- **TASK OBJECTIVE**: Reproduce the data exactly. Omit no record.

- **DATASET ENTRIES**:

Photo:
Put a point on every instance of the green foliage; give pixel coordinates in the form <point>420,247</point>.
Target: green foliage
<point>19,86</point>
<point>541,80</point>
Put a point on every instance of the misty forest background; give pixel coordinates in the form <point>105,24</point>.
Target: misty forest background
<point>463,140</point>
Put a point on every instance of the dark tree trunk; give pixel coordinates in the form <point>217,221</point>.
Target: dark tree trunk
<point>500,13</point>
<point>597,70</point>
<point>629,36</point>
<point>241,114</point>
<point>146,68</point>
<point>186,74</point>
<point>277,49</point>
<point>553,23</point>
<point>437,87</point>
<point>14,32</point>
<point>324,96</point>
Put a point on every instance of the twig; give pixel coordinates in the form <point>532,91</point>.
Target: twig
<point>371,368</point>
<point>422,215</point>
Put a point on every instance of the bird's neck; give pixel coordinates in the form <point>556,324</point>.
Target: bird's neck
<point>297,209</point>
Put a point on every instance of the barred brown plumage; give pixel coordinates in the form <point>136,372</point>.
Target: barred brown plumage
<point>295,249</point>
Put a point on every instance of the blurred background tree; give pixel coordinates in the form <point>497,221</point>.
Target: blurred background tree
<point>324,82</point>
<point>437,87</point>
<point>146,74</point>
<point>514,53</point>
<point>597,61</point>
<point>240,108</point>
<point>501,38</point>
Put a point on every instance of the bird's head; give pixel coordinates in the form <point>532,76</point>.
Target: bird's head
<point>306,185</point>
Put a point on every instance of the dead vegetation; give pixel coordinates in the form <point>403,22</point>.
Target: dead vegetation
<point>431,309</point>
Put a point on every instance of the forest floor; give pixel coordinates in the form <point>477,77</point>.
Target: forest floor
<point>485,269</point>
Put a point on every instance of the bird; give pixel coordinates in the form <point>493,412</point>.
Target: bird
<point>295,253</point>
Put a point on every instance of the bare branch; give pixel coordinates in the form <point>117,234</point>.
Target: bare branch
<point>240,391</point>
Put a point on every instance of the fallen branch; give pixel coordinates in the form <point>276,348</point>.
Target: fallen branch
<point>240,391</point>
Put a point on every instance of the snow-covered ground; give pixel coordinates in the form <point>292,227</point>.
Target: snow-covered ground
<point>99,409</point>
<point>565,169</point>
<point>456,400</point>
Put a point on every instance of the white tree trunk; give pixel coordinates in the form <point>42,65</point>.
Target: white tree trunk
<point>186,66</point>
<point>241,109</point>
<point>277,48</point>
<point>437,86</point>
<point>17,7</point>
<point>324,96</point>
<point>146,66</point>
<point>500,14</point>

- **FINISHED TASK**:
Photo:
Put a point on every instance of the green foliage; give pixel coordinates in the form <point>420,247</point>.
Target: green foliage
<point>19,86</point>
<point>541,80</point>
Put a point on every instance of the misty forest background; give pixel coordinates in the form <point>105,24</point>.
Target: misty forest background
<point>463,140</point>
Put a point on every instance of the dark tree trunk; give pixel coordinates in the form <point>217,221</point>.
Target: dark tree trunk
<point>500,13</point>
<point>597,70</point>
<point>629,36</point>
<point>241,114</point>
<point>146,68</point>
<point>186,74</point>
<point>277,49</point>
<point>553,23</point>
<point>437,87</point>
<point>14,32</point>
<point>324,96</point>
Put a point on every instance of the twig; give pixel coordinates in the form <point>532,91</point>.
Target: twig
<point>371,368</point>
<point>422,215</point>
Put a point on every instance of the bird's neck; give pixel coordinates in the form <point>556,324</point>.
Target: bird's neck
<point>297,209</point>
Put a point on every instance of the barred brown plumage; give pixel coordinates in the form <point>136,372</point>.
Target: barred brown plumage
<point>295,249</point>
Put a point on every instance of the blurred background tree; give pixel coordinates in the form <point>497,221</point>.
Target: blurred background tree
<point>324,82</point>
<point>437,87</point>
<point>146,74</point>
<point>514,53</point>
<point>597,61</point>
<point>240,108</point>
<point>501,38</point>
Put a point on every instance of the bird's head; give pixel coordinates in the form <point>532,76</point>.
Target: bird's head
<point>306,185</point>
Put a point on every instance of the dead vegetation; give pixel coordinates in the form <point>403,22</point>.
Target: dead vegetation
<point>431,309</point>
Put a point on every instance of the forest floor; give pixel coordinates in the form <point>477,77</point>.
Target: forest floor
<point>485,269</point>
Put a point on every instance of the bird; give pixel coordinates in the form <point>493,412</point>.
Target: bird
<point>295,253</point>
Put a point on every instance of the bare branch; give pixel coordinates in the form <point>117,234</point>.
Target: bare branch
<point>240,391</point>
Put a point on every instance of the fallen branch; give pixel coordinates in the form <point>276,348</point>.
Target: fallen branch
<point>240,391</point>
Put a point on every instance of the snow-covered ground; give pixel coordinates in the form <point>292,227</point>.
Target: snow-covered ground
<point>99,409</point>
<point>565,169</point>
<point>456,400</point>
Put a point on every instance of the white tree trunk; give pixel coordinates in the form <point>42,65</point>.
Target: white tree trunk
<point>186,66</point>
<point>241,109</point>
<point>277,48</point>
<point>437,86</point>
<point>17,7</point>
<point>324,96</point>
<point>146,66</point>
<point>500,14</point>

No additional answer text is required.